Rewrite every entry below, swapping "drop a dot on" for "place a point on" wherever it appears and leaving everything else unchanged.

Data extract:
* Begin *
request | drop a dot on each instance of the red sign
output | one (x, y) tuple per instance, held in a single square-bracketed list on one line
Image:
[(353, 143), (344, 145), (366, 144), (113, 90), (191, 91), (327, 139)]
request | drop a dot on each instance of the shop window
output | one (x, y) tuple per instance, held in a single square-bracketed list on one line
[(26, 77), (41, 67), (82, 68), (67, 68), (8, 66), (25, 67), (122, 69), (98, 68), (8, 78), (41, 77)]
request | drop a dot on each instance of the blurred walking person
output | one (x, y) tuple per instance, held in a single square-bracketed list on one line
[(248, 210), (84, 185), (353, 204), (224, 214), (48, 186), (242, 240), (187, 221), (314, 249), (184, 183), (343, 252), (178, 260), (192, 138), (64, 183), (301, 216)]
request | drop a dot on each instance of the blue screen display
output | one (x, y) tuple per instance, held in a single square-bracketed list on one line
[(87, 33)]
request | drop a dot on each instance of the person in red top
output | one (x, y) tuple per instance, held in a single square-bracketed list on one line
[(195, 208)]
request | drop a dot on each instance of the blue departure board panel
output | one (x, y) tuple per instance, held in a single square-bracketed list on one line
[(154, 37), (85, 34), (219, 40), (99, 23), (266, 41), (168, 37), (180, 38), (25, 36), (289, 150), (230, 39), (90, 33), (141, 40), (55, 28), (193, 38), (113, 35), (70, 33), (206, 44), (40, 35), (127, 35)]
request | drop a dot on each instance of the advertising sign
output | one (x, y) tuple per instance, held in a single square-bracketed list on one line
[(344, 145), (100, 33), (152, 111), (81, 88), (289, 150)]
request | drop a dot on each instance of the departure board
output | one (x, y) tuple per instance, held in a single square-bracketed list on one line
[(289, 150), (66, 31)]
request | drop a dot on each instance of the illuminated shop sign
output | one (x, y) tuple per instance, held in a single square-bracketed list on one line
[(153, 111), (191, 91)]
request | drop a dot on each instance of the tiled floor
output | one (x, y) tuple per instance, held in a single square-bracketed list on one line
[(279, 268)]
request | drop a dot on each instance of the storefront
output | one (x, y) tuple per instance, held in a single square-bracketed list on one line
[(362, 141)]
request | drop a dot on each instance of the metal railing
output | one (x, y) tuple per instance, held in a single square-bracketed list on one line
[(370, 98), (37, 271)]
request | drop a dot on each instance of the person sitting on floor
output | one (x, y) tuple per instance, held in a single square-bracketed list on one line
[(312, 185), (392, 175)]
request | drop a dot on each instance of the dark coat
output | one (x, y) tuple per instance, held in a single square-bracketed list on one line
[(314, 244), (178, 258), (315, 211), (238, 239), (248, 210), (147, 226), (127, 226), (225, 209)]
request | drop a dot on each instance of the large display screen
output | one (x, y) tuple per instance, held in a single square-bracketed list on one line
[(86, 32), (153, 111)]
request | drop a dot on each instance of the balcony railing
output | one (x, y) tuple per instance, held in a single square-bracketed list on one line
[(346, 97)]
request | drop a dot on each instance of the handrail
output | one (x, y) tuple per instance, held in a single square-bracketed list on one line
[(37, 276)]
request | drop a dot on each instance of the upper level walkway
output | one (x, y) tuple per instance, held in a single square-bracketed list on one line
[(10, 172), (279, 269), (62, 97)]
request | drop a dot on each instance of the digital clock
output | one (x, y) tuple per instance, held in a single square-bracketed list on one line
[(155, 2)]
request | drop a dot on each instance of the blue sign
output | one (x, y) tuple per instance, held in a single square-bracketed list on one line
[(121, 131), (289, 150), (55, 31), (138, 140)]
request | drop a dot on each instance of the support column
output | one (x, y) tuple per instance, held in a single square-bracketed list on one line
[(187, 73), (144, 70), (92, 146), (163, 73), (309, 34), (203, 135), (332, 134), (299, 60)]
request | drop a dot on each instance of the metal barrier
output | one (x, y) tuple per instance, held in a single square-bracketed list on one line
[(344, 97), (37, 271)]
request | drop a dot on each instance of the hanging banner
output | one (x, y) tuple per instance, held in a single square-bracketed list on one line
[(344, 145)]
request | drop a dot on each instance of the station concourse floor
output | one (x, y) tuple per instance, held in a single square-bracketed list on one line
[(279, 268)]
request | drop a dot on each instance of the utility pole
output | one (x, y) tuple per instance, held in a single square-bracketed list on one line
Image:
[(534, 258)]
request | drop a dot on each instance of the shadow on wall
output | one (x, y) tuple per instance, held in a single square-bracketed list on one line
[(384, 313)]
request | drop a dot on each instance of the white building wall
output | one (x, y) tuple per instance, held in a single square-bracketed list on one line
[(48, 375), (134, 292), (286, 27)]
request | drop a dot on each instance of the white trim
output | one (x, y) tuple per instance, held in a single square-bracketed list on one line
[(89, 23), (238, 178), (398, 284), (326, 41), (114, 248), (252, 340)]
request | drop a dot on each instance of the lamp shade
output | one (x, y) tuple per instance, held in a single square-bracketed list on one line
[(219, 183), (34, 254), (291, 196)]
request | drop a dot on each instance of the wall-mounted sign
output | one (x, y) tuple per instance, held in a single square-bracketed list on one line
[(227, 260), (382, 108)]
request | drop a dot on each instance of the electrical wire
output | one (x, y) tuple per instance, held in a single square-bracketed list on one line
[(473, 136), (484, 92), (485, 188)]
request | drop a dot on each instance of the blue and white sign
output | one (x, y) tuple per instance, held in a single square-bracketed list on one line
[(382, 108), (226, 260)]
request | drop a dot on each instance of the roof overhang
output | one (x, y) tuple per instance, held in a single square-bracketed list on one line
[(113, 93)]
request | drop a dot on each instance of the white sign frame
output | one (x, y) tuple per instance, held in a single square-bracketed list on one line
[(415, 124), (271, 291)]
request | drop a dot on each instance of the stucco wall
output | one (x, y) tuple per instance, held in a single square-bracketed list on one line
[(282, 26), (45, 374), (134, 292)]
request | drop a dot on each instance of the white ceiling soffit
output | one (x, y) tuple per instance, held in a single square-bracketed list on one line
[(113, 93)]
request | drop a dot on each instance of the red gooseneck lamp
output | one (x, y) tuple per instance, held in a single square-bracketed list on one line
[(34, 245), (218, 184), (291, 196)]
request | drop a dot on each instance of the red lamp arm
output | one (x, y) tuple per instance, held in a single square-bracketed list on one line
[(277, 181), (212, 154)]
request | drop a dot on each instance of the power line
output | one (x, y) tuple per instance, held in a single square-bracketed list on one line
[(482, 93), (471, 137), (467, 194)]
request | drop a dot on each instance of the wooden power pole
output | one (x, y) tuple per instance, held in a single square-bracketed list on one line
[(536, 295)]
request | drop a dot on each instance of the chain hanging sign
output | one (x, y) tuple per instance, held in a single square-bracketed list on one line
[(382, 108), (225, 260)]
* End *
Response:
request | place a point on each instance of the red sign
output | one (x, y) tuple per instance, held in a single square-bracketed list on one line
Image:
[(353, 143), (344, 145), (366, 144), (113, 90), (191, 91), (327, 139)]
request | place a point on each instance of the shop window
output | one (x, y) tuple per instance, held in a single square-bracketed list on one line
[(26, 77), (41, 67), (82, 68), (67, 68), (8, 66), (25, 67), (122, 69), (98, 68), (8, 78), (41, 77)]
request | place a point on each instance of the blurred walking person
output | one (x, y) tuple per instance, held in a single square-bracketed list on one line
[(248, 210), (84, 185), (353, 204), (224, 214), (48, 186), (242, 240), (187, 221), (314, 249), (184, 183), (343, 252), (178, 260), (192, 138), (64, 183), (301, 216)]
request | place a point on each instance of the blue screen display
output | one (x, y) tuple per instance, held in a single square-bracketed list on one line
[(87, 33)]
request | place a point on each instance of the person in red top
output | one (x, y) tuple per instance, held in a single square-bracketed list on one line
[(195, 208)]
request | place a point on each instance of the blue departure board panel
output | one (x, y) tuple per instance, held in a single square-bracketed list on one line
[(154, 37), (85, 34), (219, 40), (99, 23), (266, 41), (168, 37), (180, 38), (25, 36), (289, 150), (230, 39), (90, 33), (141, 40), (55, 28), (193, 38), (113, 35), (70, 33), (206, 44), (40, 35), (127, 35)]
request | place a point on each instance of the advertising sign
output | one (x, y) tuple per instance, held in a single square-bracketed list on one line
[(344, 145), (100, 33), (152, 111), (81, 88), (289, 150)]
request | place a point on each instance of the departure board
output | one (x, y) tuple per instance, held in a single square-bracketed list on one line
[(289, 150), (66, 31)]
request | place a point on each instance of the illuminated shop sign
output | one (x, y) tuple per instance, held in a single square-bracketed list on one line
[(153, 111), (191, 91)]
request | place a point on each instance of the tiled floor
output | one (x, y) tuple per instance, held in a single square-bracketed list on one line
[(279, 268)]
request | place a point on each instance of the storefront
output | one (x, y) tuple per instance, held in a single square-bracketed list on one line
[(362, 141)]
request | place a point on each instance of the metal railing
output | one (x, y) tuple per instance, held in a single square-bracketed list on one line
[(370, 98), (37, 271)]
request | place a point on each instance of the person sitting on floor
output | one (x, y) tuple per instance, held in a single square-bracketed list on one line
[(312, 185), (392, 175)]
request | place a point on each instance of the dark coat
output | one (x, y) tuple per instance, held in a single square-bracketed list on one line
[(314, 244), (178, 258), (315, 211), (238, 239), (248, 210), (147, 226), (127, 226), (225, 209)]
request | place a point on each instance of the large display screen
output | one (x, y) tuple per instance, held in a single square-bracketed list on one line
[(86, 32), (153, 111)]
request | place a point on each instance of the balcony railing
output | one (x, y) tuple per instance, held in a single square-bracketed list on one line
[(346, 97)]
request | place a point on each instance of the handrail
output | one (x, y) tuple per instance, held in a single square-bracketed list on one line
[(37, 276)]
request | place a point on each instance of the upper level walkway
output | one (x, y) tuple per instance, held in a single square-bracketed list on one line
[(10, 172), (279, 269), (62, 97)]
request | place a point on each instance of the digital clock
output | one (x, y) tuple per instance, held in a single square-bracketed list on one line
[(155, 2)]
request | place a point on each instance of the blue sign
output | one (x, y) tuple per instance, held in a single square-bracketed list on one line
[(121, 131), (289, 150), (55, 31), (138, 140)]
request | place a point on each instance of the support column
output | one (x, y) tuple per instance, held in a single square-bracketed list on one line
[(187, 73), (144, 70), (92, 146), (163, 73), (309, 34), (203, 135), (332, 134), (299, 60)]
request | place a point on each instance of the metal barrier
output | one (x, y) tuple per instance, held in a single square-bracketed list on one line
[(344, 97), (37, 271)]
request | place a point on each instance of the hanging banner
output | one (x, y) tuple per instance, held in a single square-bracketed list on one line
[(344, 145)]
request | place a point on each instance of the station concourse floor
output | one (x, y) tuple per instance, held in a single square-bracketed list on one line
[(279, 268)]
request | place a point on each instance of the utility pole
output | one (x, y) tuple per instance, held in a single square-bracketed list on one line
Image:
[(534, 258)]
request | place a point on each instance of the shadow on wall
output | one (x, y) tuple per instance, held in a single square-bracketed list on one line
[(384, 313)]
request | place a point on each instance of the white building wall
output | one (x, y) tuple per instance, held in a single square-bracketed list on one line
[(48, 375), (134, 292), (286, 27)]
request | place a point on each instance of the white trim
output | one (x, y) tuple per instance, held in a single square-bracketed list on one line
[(89, 23), (238, 178), (398, 284), (326, 41), (114, 248), (252, 340)]
request | place a point on each instance of the lamp shade
output | one (x, y) tuple per instance, held in a single square-bracketed list on one line
[(219, 183), (34, 254), (291, 196)]
request | place a point on each instance of the wall-mounted sign
output | one (x, y) tuple per instance, held in a single square-bracketed list on one line
[(227, 260), (382, 108)]
request | place a point on each instance of the electrical wire
output | one (x, y) tuple per instance, held in a single square-bracketed list on one line
[(473, 136), (484, 92), (485, 188)]
request | place a point on each instance of the blue and white sign
output | one (x, y) tuple per instance, held in a single square-bracketed list on one line
[(382, 108), (226, 260)]
request | place a point on each instance of the roof overhang
output | one (x, y) tuple per instance, held in a single square-bracketed list on one line
[(113, 93)]
request | place a point on each instance of the white sign frame
output | one (x, y) tuple per instance, held in a single square-bracketed list on one line
[(415, 124), (271, 291)]
request | place a point on each instance of the stucco wall
output | one (x, y) tuple per instance, held in a single square-bracketed list on one line
[(282, 26), (45, 374), (134, 292)]
request | place a point on each instance of the white ceiling soffit
output | one (x, y) tuple per instance, held in a single square-bracketed list on one line
[(113, 93)]
request | place a point on each instance of the red gooseneck lamp
output | one (x, y) tuple per instance, held in a single square-bracketed list on one line
[(34, 245), (218, 184), (291, 196)]
request | place a point on each instance of the red lamp arm
output | one (x, y) tuple per instance, held in a single square-bracketed list on one line
[(277, 181), (212, 154)]
request | place a point on each instance of the power line
output | one (x, y) tuple per instance, held in a single square-bracketed list on one line
[(482, 93), (471, 137), (467, 194)]
request | place a point on each instance of the wooden power pole
output | one (x, y) tuple per instance, held in a single square-bracketed list on one line
[(536, 295)]
request | place a point on each instance of the chain hanging sign
output | one (x, y) tuple per instance, held in a single square-bracketed list on one line
[(382, 108), (225, 260)]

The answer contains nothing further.